Region annotation entries
──────

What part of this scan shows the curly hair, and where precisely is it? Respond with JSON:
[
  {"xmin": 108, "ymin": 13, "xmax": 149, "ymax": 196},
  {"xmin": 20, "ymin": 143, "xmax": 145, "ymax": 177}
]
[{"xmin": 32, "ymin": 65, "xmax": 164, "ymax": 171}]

──────

Exercise objective: Reproduce every one of the records above word for word, with each line unchanged.

Written answer:
What part of this scan shows the curly hair, and where precisely is it? Respond with JSON:
[
  {"xmin": 108, "ymin": 13, "xmax": 149, "ymax": 196},
  {"xmin": 20, "ymin": 143, "xmax": 145, "ymax": 177}
]
[{"xmin": 32, "ymin": 65, "xmax": 164, "ymax": 171}]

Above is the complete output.